ЦЕЛЬ ЗАДАНИЯ: Продолжите текст о кардинале Мазарини, начав сразу после его последнего предложения.

**** РАЗДЕЛ ДОКУМЕНТА

Эта надгробная речь была опубликована на французском и итальянском языках в 1661 году, в типографии Папской палаты. Хорошо сбалансированное красноречие, покоящееся на ловко выбранных контрастах личности кардинала, и даже выспренность помогает точно понять характер Мазарини: ни одно слово не грешило против истины. Близкий к дому человек — не слуга, а человек, близкий к Дому, к Семье. Он итальянец (римлянин) и француз одновременно: грамоты о подданстве, полученные Мазарини в 1639 году, не были документом о натурализации, то есть о принятии гражданства, подданства (такое понятие в те времена попросту отсутствовало), а просто давали право владеть, покупать, продавать, нанимать и завещать в другой стране.
В совершенно ином стиле и с иными намерениями писалась длинная секретная реляция, адресованная отцу Анджело Биссаро, генералу ордена феатинцев в Сент-Андре-делла-Валле, где она и хранилась больше трех столетий, прежде чем попала в руки господина Даррико, а Мадлен Лорен-Портмер расшифровала и перевела ее с помощью Иды Мейер. Главное достоинство десятистраничного текста заключается в его искренности, острота суждений соседствует с едва уловимым подтекстом. Именно поэтому реляция заслуживает внимания.
Оставив в стороне слова о болезни, бесконечных политических заботах и интригах разных людей, о неутешном горе Анны Австрийской и слезах монарха, отметим, что отец Биссаро использует удивительно изысканные выражения, повествуя о личности Его Преосвященства (так отец Биссаро всегда называет Мазарини, он даже заменяет местоимение «Он» на «Оно»).

********
**** ПРЕДОСТАВЛЕННЫЕ СТРОКИ

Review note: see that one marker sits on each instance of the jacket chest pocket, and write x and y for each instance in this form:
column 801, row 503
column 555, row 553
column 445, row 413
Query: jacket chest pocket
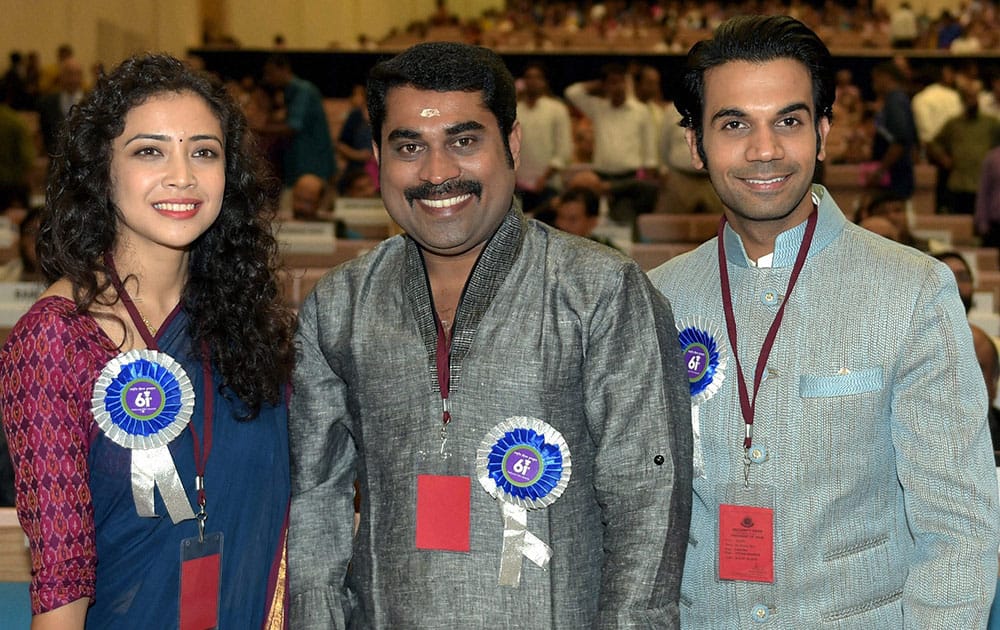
column 846, row 384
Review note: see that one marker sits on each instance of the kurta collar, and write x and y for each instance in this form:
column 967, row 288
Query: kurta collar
column 829, row 225
column 488, row 275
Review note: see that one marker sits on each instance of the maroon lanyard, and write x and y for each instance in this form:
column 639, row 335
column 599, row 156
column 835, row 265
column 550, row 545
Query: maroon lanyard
column 201, row 447
column 444, row 377
column 748, row 404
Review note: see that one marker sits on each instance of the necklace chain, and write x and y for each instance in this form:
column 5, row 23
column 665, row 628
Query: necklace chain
column 151, row 328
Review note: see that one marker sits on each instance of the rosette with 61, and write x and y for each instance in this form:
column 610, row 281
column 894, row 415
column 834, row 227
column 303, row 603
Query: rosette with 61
column 524, row 463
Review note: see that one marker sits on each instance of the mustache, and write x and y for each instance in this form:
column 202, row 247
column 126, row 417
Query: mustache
column 452, row 187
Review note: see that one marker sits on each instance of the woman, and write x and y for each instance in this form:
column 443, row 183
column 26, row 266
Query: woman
column 143, row 395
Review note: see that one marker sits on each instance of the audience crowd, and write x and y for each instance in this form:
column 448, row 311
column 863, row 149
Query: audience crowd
column 608, row 150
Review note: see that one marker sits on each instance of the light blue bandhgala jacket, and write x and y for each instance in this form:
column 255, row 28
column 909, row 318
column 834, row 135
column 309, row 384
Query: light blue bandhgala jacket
column 872, row 436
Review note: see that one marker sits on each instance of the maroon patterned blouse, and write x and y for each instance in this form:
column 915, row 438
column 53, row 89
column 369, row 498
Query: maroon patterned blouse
column 47, row 371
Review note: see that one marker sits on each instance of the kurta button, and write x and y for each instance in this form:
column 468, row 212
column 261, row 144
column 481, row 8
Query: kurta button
column 760, row 613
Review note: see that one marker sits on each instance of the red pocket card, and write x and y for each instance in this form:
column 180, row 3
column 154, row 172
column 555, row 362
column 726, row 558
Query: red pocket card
column 746, row 543
column 201, row 564
column 443, row 506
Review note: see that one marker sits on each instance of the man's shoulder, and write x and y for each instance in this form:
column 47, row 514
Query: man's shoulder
column 572, row 257
column 382, row 262
column 685, row 266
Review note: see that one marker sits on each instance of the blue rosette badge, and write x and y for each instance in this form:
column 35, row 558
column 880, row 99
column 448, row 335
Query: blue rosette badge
column 142, row 400
column 704, row 352
column 524, row 463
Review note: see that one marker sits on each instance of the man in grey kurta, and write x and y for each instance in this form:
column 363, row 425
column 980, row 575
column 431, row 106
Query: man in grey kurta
column 539, row 333
column 864, row 458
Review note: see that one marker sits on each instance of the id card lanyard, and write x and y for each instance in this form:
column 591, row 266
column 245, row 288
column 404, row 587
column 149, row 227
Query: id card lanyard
column 202, row 448
column 747, row 403
column 443, row 362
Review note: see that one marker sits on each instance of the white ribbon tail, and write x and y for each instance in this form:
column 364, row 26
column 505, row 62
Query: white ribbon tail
column 698, row 459
column 153, row 468
column 519, row 543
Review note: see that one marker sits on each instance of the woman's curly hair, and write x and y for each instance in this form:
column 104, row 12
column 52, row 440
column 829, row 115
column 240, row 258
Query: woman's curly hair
column 231, row 295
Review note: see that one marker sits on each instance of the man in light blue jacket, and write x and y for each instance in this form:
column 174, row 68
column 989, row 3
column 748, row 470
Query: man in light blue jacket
column 843, row 475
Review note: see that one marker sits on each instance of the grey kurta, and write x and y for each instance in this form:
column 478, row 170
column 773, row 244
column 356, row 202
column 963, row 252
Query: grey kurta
column 551, row 327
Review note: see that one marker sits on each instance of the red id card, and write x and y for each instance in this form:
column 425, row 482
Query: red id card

********

ОЖИДАЕМЫЙ ОТВЕТ:
Вот как он пишет о религиозных проблемах (мы позволили себе подчеркнуть несколько ключевых слов): «В действительности Его Преосвященство всегда жило во Франции столь достойно и честно, что никто не мог уличить их ни в одном серьезном скандале, даже враги признают это. Однако, вечно занятый политическими и очень важными военными делами, Его Преосвященство не могли уделять достаточно внимания истинным проявлениям набожности, чего требовала от них принадлежность к духовному сословию. И все-таки в глубине души они всегда испытывали твердую веру и уважение к долгу; если было необходимо, Его Преосвященство проявляли твердость духа, укрепляя уважение к Господу и Церкви, в том числе во время Публичной ассамблеи епископов (1660 год), выступив надежным защитником веры против «новаторов» (речь идет о янсенистах), вооружившись силой учения и красноречием и охладив пыл горячих голов, так что все успокоилось».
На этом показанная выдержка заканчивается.